For the word "reflection", state how many lines below contain it. Give no other text.

Segment Start: Exercise data

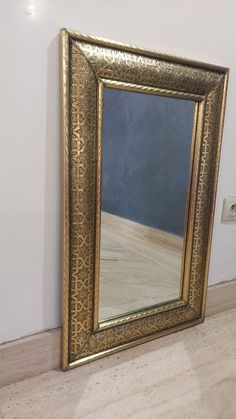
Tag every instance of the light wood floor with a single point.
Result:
(140, 266)
(186, 375)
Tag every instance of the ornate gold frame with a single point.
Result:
(87, 64)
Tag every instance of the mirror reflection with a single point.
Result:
(145, 180)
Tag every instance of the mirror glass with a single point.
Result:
(146, 156)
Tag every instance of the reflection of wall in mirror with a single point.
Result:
(146, 153)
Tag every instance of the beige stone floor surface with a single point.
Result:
(186, 375)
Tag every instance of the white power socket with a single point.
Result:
(229, 209)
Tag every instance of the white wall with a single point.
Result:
(29, 132)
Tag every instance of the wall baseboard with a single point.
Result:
(39, 353)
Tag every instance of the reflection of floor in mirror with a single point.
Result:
(140, 266)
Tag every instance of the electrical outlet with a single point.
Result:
(229, 209)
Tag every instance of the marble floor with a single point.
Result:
(186, 375)
(139, 266)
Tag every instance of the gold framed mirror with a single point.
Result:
(141, 134)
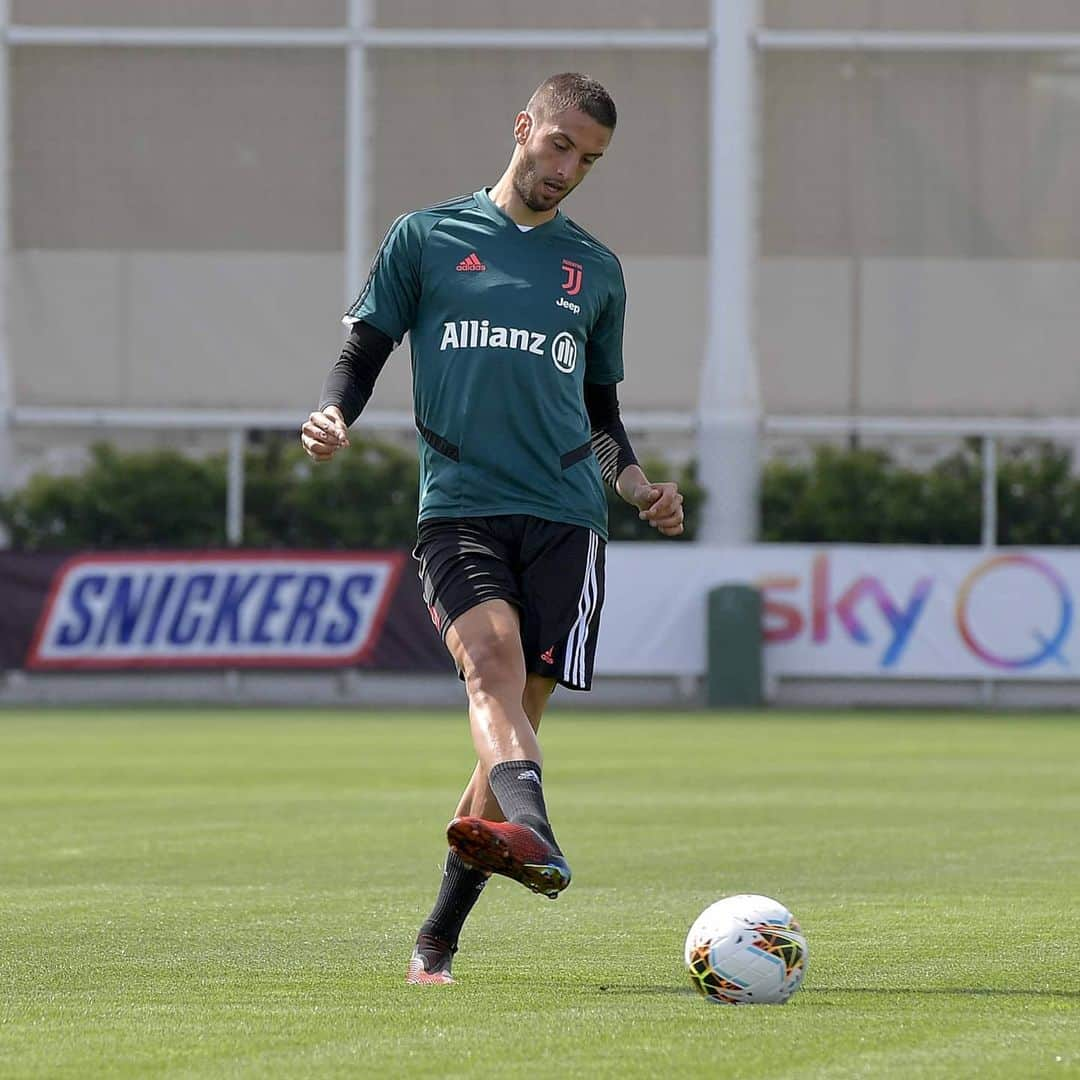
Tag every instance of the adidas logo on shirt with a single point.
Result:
(471, 261)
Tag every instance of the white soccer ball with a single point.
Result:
(746, 949)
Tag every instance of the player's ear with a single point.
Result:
(523, 127)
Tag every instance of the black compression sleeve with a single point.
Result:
(351, 380)
(609, 439)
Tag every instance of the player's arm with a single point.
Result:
(377, 321)
(660, 504)
(347, 390)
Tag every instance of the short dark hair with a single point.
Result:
(572, 91)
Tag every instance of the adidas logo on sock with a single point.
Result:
(471, 261)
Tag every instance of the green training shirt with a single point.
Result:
(504, 327)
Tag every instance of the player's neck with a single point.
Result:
(505, 197)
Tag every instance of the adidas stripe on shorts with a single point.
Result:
(552, 572)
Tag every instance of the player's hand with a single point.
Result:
(661, 505)
(324, 433)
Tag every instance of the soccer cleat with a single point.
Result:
(515, 851)
(430, 962)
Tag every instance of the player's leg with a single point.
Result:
(461, 886)
(486, 644)
(478, 800)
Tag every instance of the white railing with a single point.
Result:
(238, 424)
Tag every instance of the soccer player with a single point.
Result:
(515, 318)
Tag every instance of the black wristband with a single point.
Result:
(609, 439)
(351, 380)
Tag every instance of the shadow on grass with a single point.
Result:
(952, 991)
(958, 991)
(647, 990)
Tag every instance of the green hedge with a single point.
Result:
(864, 497)
(365, 498)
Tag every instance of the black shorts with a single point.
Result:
(552, 572)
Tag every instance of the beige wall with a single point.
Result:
(260, 331)
(178, 213)
(176, 13)
(646, 197)
(993, 15)
(159, 149)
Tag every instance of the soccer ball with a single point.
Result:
(746, 949)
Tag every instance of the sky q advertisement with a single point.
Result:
(858, 611)
(829, 611)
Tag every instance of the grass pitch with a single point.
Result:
(198, 893)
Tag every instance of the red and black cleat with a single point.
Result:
(515, 851)
(430, 963)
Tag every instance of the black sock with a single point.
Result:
(459, 891)
(518, 788)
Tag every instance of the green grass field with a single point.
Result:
(200, 893)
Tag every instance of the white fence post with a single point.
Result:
(729, 402)
(234, 490)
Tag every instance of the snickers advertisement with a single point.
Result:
(164, 610)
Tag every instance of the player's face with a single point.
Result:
(555, 154)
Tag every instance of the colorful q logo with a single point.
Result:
(1047, 646)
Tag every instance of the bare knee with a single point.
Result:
(493, 664)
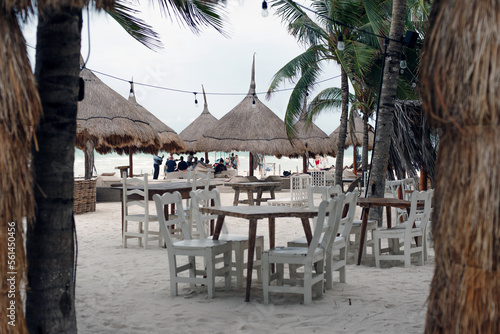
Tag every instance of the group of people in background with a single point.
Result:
(171, 165)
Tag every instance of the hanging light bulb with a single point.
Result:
(340, 43)
(403, 63)
(265, 11)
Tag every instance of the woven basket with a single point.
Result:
(84, 196)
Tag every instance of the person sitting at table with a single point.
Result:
(182, 165)
(220, 167)
(170, 166)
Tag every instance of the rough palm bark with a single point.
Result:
(339, 163)
(387, 97)
(50, 303)
(460, 76)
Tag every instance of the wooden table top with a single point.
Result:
(373, 202)
(260, 212)
(254, 185)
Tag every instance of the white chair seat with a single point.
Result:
(213, 252)
(240, 243)
(408, 233)
(311, 258)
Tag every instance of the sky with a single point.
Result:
(188, 61)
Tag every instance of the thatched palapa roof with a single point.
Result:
(200, 125)
(355, 133)
(250, 127)
(315, 139)
(169, 140)
(111, 122)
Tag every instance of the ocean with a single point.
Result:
(143, 163)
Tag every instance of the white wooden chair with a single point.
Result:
(407, 232)
(339, 242)
(298, 192)
(213, 252)
(312, 258)
(203, 198)
(318, 178)
(136, 212)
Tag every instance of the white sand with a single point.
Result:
(127, 290)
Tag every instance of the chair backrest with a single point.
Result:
(419, 214)
(408, 187)
(180, 219)
(203, 199)
(298, 187)
(394, 187)
(318, 178)
(198, 178)
(326, 226)
(350, 200)
(324, 192)
(143, 194)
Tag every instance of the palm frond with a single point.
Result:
(196, 13)
(134, 26)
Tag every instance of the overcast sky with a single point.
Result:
(222, 65)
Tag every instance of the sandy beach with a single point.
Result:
(126, 290)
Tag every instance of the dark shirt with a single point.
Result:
(182, 165)
(170, 165)
(220, 168)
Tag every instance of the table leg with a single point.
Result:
(259, 195)
(364, 223)
(218, 227)
(252, 231)
(236, 197)
(272, 233)
(307, 229)
(250, 197)
(389, 216)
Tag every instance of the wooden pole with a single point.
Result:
(250, 155)
(130, 163)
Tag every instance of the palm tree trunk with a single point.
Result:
(460, 94)
(50, 303)
(386, 113)
(339, 163)
(364, 154)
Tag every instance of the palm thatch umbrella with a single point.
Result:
(20, 108)
(250, 127)
(200, 125)
(107, 122)
(315, 139)
(355, 135)
(169, 140)
(460, 94)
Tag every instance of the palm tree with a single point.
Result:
(322, 37)
(50, 298)
(460, 95)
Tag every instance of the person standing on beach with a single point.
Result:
(157, 161)
(182, 165)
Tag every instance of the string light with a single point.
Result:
(340, 43)
(403, 63)
(265, 11)
(195, 100)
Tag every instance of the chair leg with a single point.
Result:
(265, 277)
(343, 259)
(210, 261)
(258, 250)
(376, 250)
(227, 264)
(239, 254)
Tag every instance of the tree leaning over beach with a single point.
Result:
(460, 78)
(51, 257)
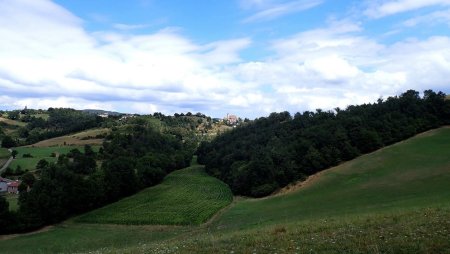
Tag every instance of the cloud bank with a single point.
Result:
(47, 59)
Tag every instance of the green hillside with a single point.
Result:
(185, 197)
(4, 153)
(395, 200)
(39, 153)
(410, 174)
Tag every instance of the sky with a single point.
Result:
(243, 57)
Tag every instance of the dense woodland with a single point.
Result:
(61, 121)
(131, 158)
(254, 159)
(274, 151)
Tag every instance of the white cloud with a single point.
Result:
(269, 10)
(127, 27)
(335, 66)
(48, 59)
(379, 9)
(49, 55)
(433, 18)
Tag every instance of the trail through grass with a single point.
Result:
(4, 153)
(39, 153)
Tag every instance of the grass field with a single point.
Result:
(185, 197)
(4, 153)
(87, 137)
(39, 153)
(13, 201)
(395, 200)
(12, 122)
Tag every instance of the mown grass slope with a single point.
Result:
(39, 153)
(4, 153)
(396, 200)
(185, 197)
(88, 137)
(12, 122)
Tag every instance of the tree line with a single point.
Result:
(273, 151)
(131, 158)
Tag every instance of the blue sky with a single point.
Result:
(247, 57)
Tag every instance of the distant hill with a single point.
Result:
(271, 152)
(395, 200)
(99, 111)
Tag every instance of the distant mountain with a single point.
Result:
(99, 111)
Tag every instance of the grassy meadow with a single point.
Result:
(39, 153)
(88, 137)
(395, 200)
(185, 197)
(4, 153)
(12, 122)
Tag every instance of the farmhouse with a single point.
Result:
(13, 187)
(3, 184)
(231, 119)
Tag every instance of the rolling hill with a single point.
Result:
(395, 200)
(185, 197)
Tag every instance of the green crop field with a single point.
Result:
(4, 153)
(185, 197)
(39, 153)
(395, 200)
(88, 137)
(12, 122)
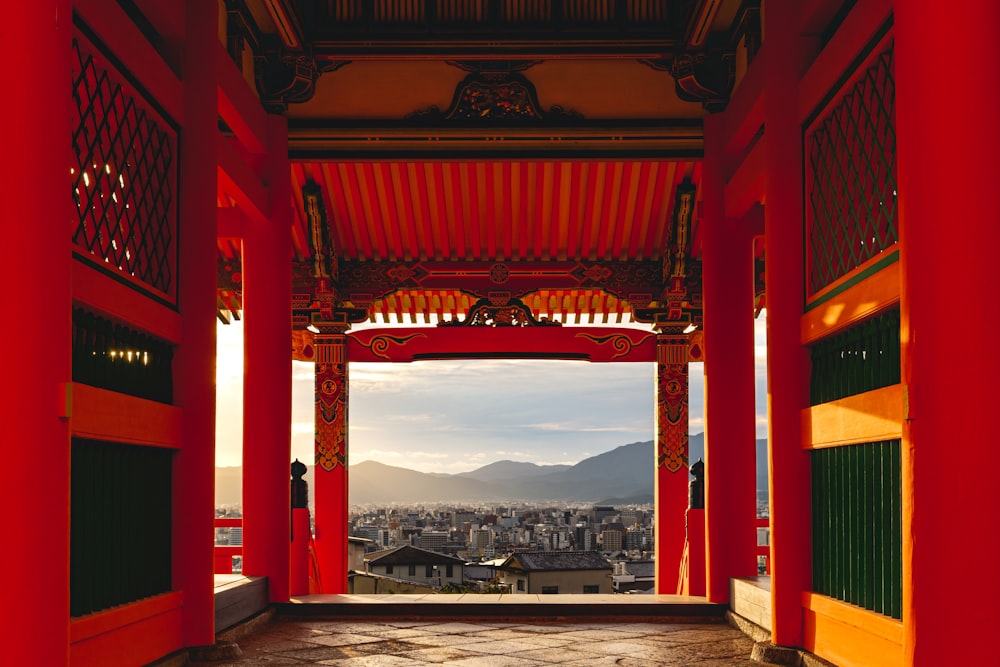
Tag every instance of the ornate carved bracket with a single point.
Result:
(229, 274)
(704, 77)
(285, 78)
(491, 95)
(512, 313)
(324, 260)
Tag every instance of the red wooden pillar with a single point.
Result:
(35, 260)
(671, 457)
(730, 431)
(194, 362)
(267, 388)
(787, 362)
(331, 459)
(947, 145)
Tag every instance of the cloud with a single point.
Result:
(383, 453)
(575, 427)
(299, 427)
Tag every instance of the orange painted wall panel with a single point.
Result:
(869, 417)
(134, 634)
(870, 296)
(849, 635)
(107, 415)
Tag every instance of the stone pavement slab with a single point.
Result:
(409, 643)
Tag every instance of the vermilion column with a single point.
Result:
(331, 459)
(947, 145)
(194, 361)
(267, 388)
(35, 258)
(671, 457)
(787, 363)
(730, 431)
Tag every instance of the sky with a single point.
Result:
(456, 416)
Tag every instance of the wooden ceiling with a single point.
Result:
(588, 174)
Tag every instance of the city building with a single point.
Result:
(554, 572)
(417, 565)
(683, 165)
(634, 576)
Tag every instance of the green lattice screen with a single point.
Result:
(859, 359)
(857, 525)
(123, 177)
(852, 213)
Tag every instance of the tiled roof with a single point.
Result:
(556, 560)
(407, 555)
(643, 568)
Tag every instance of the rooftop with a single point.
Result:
(409, 555)
(557, 560)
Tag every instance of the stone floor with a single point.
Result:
(484, 643)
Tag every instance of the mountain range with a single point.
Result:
(621, 476)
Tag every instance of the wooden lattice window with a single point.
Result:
(123, 176)
(851, 178)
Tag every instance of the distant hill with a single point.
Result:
(621, 476)
(511, 470)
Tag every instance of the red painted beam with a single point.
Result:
(596, 344)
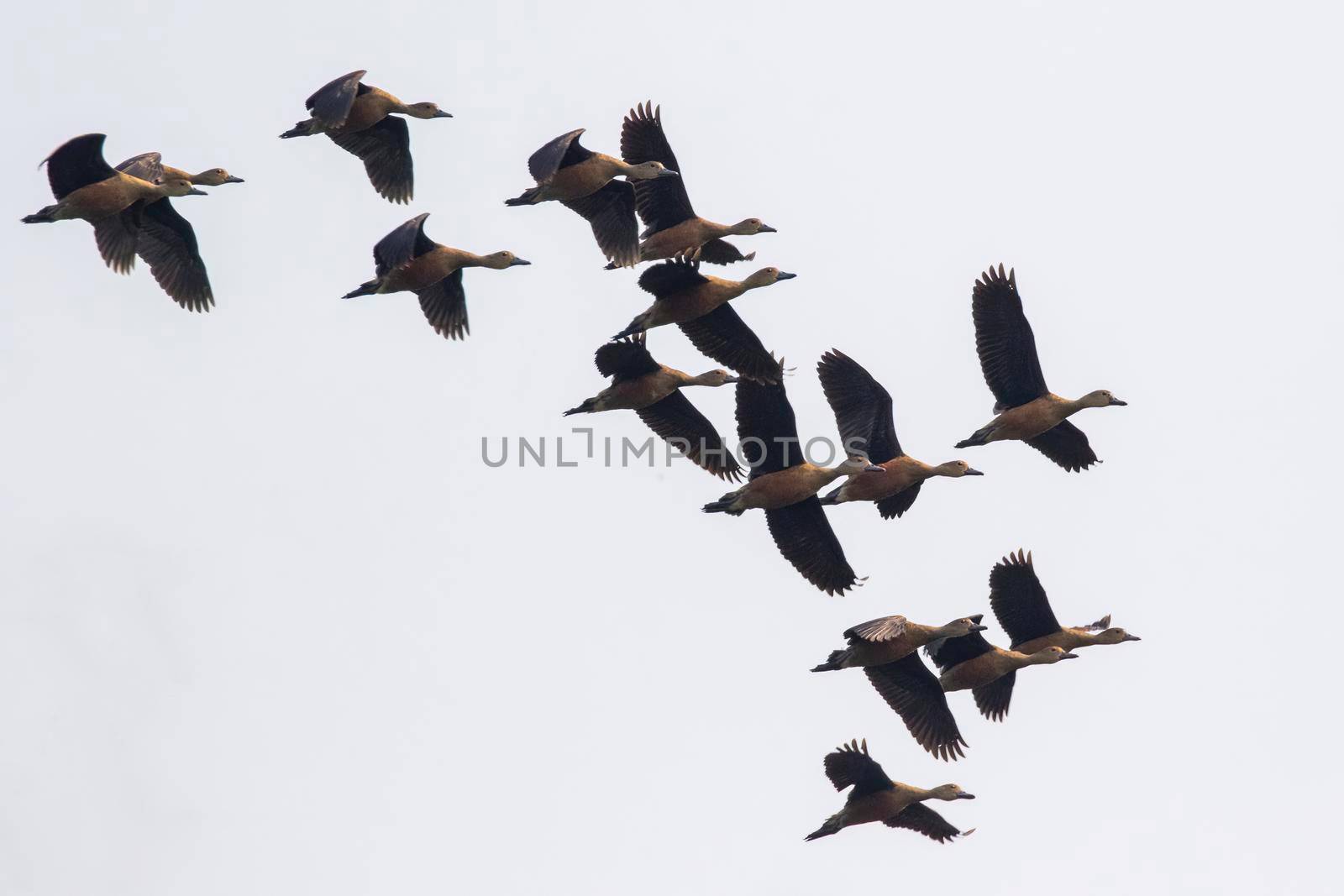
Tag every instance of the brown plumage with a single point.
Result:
(362, 121)
(1023, 610)
(409, 261)
(1026, 409)
(698, 304)
(671, 224)
(875, 797)
(864, 417)
(654, 391)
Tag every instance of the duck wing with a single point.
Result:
(1066, 445)
(1005, 340)
(851, 765)
(913, 692)
(678, 422)
(402, 244)
(766, 427)
(445, 307)
(168, 244)
(333, 101)
(386, 152)
(860, 405)
(78, 163)
(625, 359)
(662, 202)
(806, 539)
(562, 152)
(723, 336)
(147, 165)
(1019, 600)
(992, 699)
(898, 503)
(952, 652)
(611, 212)
(922, 820)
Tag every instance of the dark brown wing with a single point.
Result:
(851, 765)
(676, 421)
(862, 407)
(806, 539)
(671, 277)
(1066, 445)
(992, 699)
(1005, 340)
(877, 631)
(168, 246)
(898, 503)
(148, 165)
(952, 652)
(386, 152)
(723, 336)
(445, 307)
(402, 244)
(1019, 600)
(562, 152)
(662, 202)
(719, 251)
(925, 821)
(625, 359)
(78, 163)
(333, 101)
(768, 432)
(118, 237)
(611, 211)
(914, 694)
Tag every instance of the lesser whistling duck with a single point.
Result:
(784, 484)
(671, 224)
(875, 797)
(1023, 610)
(1027, 410)
(165, 238)
(654, 391)
(698, 304)
(407, 261)
(360, 120)
(585, 181)
(87, 188)
(878, 647)
(864, 417)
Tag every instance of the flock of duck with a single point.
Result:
(132, 217)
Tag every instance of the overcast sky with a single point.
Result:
(269, 625)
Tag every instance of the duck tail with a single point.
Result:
(363, 289)
(40, 217)
(586, 407)
(833, 661)
(528, 197)
(306, 128)
(830, 826)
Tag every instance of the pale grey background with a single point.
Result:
(269, 626)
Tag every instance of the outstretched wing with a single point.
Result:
(1066, 445)
(1005, 340)
(663, 201)
(386, 152)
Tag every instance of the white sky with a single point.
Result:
(270, 626)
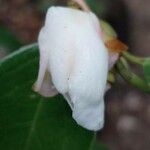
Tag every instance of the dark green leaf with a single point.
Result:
(8, 40)
(29, 121)
(146, 68)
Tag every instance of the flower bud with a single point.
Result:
(74, 56)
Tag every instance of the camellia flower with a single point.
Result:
(74, 62)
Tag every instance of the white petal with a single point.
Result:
(78, 62)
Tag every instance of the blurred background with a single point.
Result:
(127, 125)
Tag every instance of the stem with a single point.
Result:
(133, 59)
(132, 78)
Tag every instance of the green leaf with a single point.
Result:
(8, 40)
(29, 121)
(146, 68)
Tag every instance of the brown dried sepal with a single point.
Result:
(115, 45)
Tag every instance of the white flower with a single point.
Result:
(74, 62)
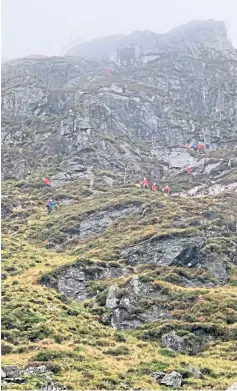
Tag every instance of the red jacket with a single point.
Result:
(145, 182)
(46, 181)
(188, 170)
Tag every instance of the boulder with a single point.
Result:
(189, 343)
(164, 252)
(112, 300)
(157, 376)
(40, 370)
(11, 371)
(3, 374)
(173, 379)
(195, 371)
(233, 387)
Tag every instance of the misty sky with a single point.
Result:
(45, 26)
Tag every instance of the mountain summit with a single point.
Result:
(119, 214)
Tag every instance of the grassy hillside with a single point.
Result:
(41, 325)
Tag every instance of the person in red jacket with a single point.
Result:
(145, 183)
(167, 190)
(200, 147)
(47, 182)
(188, 170)
(108, 74)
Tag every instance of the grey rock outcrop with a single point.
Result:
(188, 344)
(125, 306)
(173, 379)
(164, 252)
(98, 222)
(73, 280)
(181, 88)
(195, 371)
(52, 386)
(11, 371)
(233, 387)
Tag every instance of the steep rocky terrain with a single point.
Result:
(121, 288)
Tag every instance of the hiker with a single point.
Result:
(50, 205)
(124, 88)
(46, 181)
(108, 73)
(188, 170)
(145, 183)
(195, 146)
(200, 147)
(167, 190)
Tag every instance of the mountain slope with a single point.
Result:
(121, 288)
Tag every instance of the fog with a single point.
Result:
(48, 26)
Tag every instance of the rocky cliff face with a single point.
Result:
(175, 95)
(121, 287)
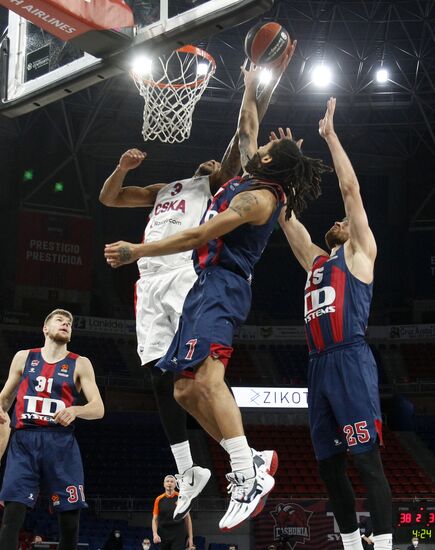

Segment End: Exercise data

--- Answer to the problem ---
3